■ **EXERCISE REQUIREMENTS**
A – Write out the part of the Linux at Work post starting at "On Thu, 29 Jan" and ending at "is the disconnect?".
B – Condense the paragraph of the Linux at Work post that begins "Yeah, dunno." into a shorter version that keeps its main points.
C – Carry on the Linux at Work post from its last sentence.
==== TEXT ====
[svlug] (forw) Linux at Work

Steve Litt slitt at troubleshooters.com
Thu Jan 29 08:20:15 PST 2015


On Thu, 29 Jan 2015 00:06:51 -0800
Rick Moen <rick at linuxmafia.com> wrote:

> Quoting Scott DuBois (rhcom.linux at gmail.com):
> 
> > Being 'exposed' to something or taking a class in it doesn't mean
> > after class I would want to touch it again. Someone else makes the
> > curriculum based on whatever criteria they use, supposedly what the
> > industry wants. However, the industry is constantly complaining
> > that students are coming out of the schools not knowing the things
> > that employers _want_ them to know; so where is the disconnect?
> 
> Yeah, dunno.  All I can say is that there's been a major disconnect
> between academic computing (in most places) and real computing as long
> as I can remember.  And, most firms in my experience, your academic
> credentials being in computer fields really isn't worth much to hiring
> managers.

I have nothing but great things to say about my programming education
at Santa Monica Community College, 1983-1987 (not a degree, I was just
taking classes for twenty bucks a class). IIRC they offered only
Pascal, Cobol and Basic (I dropped Basic, three classes were too much
for a guy who worked full time). It would be years before they offered
C. So yes, there was a disconnect. BUT...
==== DATA ENTRIES ====
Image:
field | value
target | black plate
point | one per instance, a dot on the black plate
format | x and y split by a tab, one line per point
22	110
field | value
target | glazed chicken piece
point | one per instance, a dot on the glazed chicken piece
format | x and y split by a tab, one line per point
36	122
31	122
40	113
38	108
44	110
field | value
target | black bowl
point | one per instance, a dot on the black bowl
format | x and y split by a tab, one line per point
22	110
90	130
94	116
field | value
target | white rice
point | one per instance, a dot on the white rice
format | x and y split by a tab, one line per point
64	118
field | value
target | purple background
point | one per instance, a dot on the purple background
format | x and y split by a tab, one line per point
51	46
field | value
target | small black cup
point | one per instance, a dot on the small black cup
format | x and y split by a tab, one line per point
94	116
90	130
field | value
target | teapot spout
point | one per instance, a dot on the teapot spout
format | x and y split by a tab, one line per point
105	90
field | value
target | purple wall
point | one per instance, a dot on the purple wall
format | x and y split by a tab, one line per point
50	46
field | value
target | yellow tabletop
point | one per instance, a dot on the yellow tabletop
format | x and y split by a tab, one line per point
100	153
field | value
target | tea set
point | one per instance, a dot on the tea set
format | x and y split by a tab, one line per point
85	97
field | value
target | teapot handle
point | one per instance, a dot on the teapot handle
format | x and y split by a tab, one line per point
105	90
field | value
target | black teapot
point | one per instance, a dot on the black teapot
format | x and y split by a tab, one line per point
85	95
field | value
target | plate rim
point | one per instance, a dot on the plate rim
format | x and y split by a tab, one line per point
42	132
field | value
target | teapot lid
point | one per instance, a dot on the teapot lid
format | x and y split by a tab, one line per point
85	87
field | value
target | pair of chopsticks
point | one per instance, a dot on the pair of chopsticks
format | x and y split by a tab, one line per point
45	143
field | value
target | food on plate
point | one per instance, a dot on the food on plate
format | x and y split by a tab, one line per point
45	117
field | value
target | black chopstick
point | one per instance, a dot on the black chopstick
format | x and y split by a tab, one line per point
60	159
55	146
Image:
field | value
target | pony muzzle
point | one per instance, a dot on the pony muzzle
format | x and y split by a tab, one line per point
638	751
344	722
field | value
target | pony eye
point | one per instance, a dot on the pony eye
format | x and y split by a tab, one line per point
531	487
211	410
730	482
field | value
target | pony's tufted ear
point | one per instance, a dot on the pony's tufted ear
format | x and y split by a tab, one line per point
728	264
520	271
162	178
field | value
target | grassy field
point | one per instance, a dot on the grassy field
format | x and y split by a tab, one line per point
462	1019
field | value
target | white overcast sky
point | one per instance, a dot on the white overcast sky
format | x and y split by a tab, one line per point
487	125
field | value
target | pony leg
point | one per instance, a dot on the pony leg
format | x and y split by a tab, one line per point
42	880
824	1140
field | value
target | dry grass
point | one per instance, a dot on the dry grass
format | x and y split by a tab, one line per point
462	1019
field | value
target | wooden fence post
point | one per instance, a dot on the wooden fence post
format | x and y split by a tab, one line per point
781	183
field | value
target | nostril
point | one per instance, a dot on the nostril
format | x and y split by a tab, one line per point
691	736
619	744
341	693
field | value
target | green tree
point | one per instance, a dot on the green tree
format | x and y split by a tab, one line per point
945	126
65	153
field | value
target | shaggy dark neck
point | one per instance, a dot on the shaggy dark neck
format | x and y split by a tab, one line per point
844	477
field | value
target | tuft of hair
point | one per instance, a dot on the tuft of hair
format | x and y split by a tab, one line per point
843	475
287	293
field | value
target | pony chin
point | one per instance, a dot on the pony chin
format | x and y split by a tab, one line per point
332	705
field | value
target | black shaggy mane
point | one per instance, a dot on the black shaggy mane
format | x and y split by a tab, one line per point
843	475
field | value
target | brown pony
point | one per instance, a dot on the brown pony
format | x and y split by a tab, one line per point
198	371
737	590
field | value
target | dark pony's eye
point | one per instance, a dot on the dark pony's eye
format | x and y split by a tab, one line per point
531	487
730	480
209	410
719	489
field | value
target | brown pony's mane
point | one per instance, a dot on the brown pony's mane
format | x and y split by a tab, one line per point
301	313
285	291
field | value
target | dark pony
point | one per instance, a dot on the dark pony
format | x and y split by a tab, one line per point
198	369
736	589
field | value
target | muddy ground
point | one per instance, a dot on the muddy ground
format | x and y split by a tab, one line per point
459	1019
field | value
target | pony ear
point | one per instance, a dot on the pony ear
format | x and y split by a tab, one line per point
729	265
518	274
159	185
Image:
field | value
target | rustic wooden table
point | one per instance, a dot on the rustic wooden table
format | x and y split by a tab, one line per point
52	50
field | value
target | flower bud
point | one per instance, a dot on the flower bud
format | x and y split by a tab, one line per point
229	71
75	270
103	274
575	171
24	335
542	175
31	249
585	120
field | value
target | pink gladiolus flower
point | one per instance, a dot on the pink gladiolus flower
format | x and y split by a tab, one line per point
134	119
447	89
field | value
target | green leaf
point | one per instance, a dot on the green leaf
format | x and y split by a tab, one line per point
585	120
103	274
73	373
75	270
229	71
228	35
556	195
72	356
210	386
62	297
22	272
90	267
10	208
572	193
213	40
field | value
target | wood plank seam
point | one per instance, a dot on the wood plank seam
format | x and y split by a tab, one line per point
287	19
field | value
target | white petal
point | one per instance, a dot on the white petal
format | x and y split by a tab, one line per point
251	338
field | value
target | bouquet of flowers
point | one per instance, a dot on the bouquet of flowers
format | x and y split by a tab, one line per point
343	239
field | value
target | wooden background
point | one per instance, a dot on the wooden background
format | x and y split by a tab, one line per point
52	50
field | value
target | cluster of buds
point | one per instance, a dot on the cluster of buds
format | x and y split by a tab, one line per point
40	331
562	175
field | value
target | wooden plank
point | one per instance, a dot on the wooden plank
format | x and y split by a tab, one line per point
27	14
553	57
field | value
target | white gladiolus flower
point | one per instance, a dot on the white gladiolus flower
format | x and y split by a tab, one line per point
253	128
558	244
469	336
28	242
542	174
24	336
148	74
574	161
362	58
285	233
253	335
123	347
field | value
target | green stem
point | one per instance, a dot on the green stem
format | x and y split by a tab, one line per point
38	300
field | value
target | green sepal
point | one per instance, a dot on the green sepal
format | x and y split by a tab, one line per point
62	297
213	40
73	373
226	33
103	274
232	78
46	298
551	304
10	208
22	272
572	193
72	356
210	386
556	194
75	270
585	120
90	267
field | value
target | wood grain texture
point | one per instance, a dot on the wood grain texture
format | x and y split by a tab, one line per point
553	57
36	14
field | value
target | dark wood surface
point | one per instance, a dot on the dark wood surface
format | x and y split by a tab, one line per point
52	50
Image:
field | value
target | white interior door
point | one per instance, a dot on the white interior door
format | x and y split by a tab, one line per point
====
■ **ANSWERS BY TASK**
A –
On Thu, 29 Jan 2015 00:06:51 -0800
Rick Moen <rick at linuxmafia.com> wrote:

> Quoting Scott DuBois (rhcom.linux at gmail.com):
> 
> > Being 'exposed' to something or taking a class in it doesn't mean
> > after class I would want to touch it again. Someone else makes the
> > curriculum based on whatever criteria they use, supposedly what the
> > industry wants. However, the industry is constantly complaining
> > that students are coming out of the schools not knowing the things
> > that employers _want_ them to know; so where is the disconnect?

B – The cause is unknown. For as long as the writer can remember, academic computing in most places has been badly disconnected from real computing. In most firms the writer has seen, hiring managers place little value on academic credentials in computer fields.

C –
Santa Monica College taught me (and everyone else in the class who
would listen) all about modular programing. About the evils of global
variables (in Pascal, obviously not in Cobol). About the process of
functional decomposition. Those of us who were listening in class
entered the industry knowing how to translate a problem domain into a
program FAST.

By 1986 I was a senior level programmer, and my boss OKed my getting an
assistant if I got him cheap, so I placed an ad for an entry level
programmer, and got 700 responses. Anyway, many were UCLA Comp Sci
grads.

My interview consisted of a few minutes of bidirectional question and
answer, followed by the following test:

"In *pseudocode*, write me a program that takes file A, turns
everything to upper case, and writes it to file B. You'll have 1/2 hour
to do it."

All the UCLA grads failed horribly. Hadn't a clue. They told me they
could write me a compiler, but they'd never been asked to do anything
like what I asked them to do. 

I called a few of the better Santa Monica College students I knew who
were still in Santa Monica College. Every one of them either completed
the test correctly, or were well on their way when the 30 minute bell
went off.

So it wasn't just me.

I've always been grateful for the tremendous career education Santa
Monica Community College gave me, even though it was hard to bust into
industry without C knowledge. Because the mindset, tactics and process
of programming are a heck of a lot more important than a specific
syntax.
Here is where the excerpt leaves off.